▼▼▼

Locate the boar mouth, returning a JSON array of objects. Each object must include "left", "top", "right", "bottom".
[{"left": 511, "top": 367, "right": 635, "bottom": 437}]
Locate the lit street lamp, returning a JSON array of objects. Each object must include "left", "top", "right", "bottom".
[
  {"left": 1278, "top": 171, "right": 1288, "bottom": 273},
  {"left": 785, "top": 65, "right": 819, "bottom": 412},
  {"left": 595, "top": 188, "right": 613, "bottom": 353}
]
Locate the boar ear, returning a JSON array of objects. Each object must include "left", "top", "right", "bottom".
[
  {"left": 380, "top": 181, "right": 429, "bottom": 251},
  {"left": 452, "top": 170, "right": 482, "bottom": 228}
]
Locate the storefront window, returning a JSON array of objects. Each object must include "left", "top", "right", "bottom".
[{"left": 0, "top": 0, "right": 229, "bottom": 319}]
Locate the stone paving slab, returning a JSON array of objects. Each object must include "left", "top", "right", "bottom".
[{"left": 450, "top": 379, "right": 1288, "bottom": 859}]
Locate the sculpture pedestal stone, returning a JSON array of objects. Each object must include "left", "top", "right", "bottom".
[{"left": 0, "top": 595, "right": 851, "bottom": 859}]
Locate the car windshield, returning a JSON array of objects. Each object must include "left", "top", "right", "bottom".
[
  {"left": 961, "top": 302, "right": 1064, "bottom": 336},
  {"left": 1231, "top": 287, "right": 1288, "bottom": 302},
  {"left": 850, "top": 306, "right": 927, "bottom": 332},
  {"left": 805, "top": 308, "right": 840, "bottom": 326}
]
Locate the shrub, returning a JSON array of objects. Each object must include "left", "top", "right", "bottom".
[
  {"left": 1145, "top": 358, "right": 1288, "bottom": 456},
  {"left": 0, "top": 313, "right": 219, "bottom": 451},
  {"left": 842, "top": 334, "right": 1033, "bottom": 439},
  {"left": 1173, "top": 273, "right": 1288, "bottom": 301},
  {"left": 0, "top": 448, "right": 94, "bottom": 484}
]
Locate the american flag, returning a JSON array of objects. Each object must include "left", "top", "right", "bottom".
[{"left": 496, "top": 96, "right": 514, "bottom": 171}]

▲▲▲

• _Task to carry out_
Copy out the stretch from the line containing "Locate the american" through the end of the data, keeping the request text as is, and shift every bounding box coordinate in the answers by -125.

• _Answer to this problem_
Locate the american flag, returning a JSON array of objects. Each object must include "left", "top", "right", "bottom".
[{"left": 371, "top": -29, "right": 389, "bottom": 46}]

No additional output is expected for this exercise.